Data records
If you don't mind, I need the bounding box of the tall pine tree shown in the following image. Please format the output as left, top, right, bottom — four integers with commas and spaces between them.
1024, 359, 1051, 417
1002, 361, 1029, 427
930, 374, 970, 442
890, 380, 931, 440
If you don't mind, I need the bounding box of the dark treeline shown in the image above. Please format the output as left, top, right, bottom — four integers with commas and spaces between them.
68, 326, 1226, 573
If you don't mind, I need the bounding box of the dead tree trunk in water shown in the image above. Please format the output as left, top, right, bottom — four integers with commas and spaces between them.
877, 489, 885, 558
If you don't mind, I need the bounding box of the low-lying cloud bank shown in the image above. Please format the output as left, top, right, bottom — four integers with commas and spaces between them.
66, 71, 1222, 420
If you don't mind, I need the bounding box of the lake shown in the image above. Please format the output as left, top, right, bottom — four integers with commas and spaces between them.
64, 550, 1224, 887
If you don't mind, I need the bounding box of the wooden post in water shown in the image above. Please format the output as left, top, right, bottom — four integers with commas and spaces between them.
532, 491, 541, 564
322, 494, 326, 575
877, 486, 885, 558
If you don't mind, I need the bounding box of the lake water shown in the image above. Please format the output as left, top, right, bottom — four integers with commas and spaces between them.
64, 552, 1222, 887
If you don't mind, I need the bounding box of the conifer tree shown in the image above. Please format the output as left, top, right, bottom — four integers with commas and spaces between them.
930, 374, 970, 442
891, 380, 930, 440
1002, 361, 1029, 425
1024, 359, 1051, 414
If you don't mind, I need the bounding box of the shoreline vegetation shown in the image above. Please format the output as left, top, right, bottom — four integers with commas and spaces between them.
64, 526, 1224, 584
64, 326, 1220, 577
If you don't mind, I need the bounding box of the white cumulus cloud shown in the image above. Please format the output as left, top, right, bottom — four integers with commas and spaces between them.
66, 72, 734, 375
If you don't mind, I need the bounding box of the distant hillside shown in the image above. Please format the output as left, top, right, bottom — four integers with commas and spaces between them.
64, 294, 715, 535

** Task description **
Retype all of the entries above character for character, changing nothing.

** Result **
If you don't mind, I need the bounding box of the tall pine tree shown in the following image. Please format the output as left, top, right, bottom — four integers with commas and spaces between them.
1024, 359, 1051, 417
1002, 361, 1029, 427
930, 374, 970, 442
890, 380, 931, 440
If you don't mind, I need the bounding box of the dark treeline shown in the image above. Please format the output as left, top, right, bottom — four integers with commas and spaces between them.
68, 326, 1226, 573
If you don't mind, I need the bounding box of the dead tree trunk in water shown in the image above. Please format the output as left, top, right, bottom — four integers with commas and spaces between them.
877, 489, 885, 558
If you don't mind, I need the bounding box of the low-lying cloud bank shown in the image above. Please format the output as left, top, right, bottom — four integers with commas and spaces between them.
66, 71, 1222, 420
If you don't mind, I need the bounding box of the lake shown in the image above. Please format the output as left, top, right, bottom — four integers with commas and spaces between them.
64, 550, 1224, 887
If you don't mind, I need the bounding box of the wooden post in water shown in the image above. Please format the output as left, top, right, bottom — four integers with commas and spaces between them.
532, 491, 541, 564
322, 494, 326, 575
877, 486, 885, 558
If you don't mind, I need the bounding box of the lake water shown in the image above. Please format the output as left, top, right, bottom — four integers with commas and spaces between them.
64, 552, 1222, 887
If you don't mind, I need the bounding box of the conifer tree shown in the image above. Please format the output as left, top, right, bottom — four integers with commas and spaces between them.
930, 374, 970, 442
891, 380, 930, 440
1002, 361, 1029, 425
1024, 359, 1051, 414
If you don't mind, I need the bounding box of the shoreline vegetation shown in the image above. Please format the output as left, top, right, bottom — four integers with commas and spaces between them.
64, 526, 1224, 584
64, 326, 1220, 577
If you don't mind, I need the bounding box of the white cumulus cloud shown in the image above. Please format the output as left, top, right, bottom — four integers with commas and spaces between them.
66, 72, 734, 375
If you don't mind, I need the bounding box of the distant hillside shown in the image above. Please format the output as left, top, right, bottom — four integers with commas and spaces between them.
64, 294, 715, 535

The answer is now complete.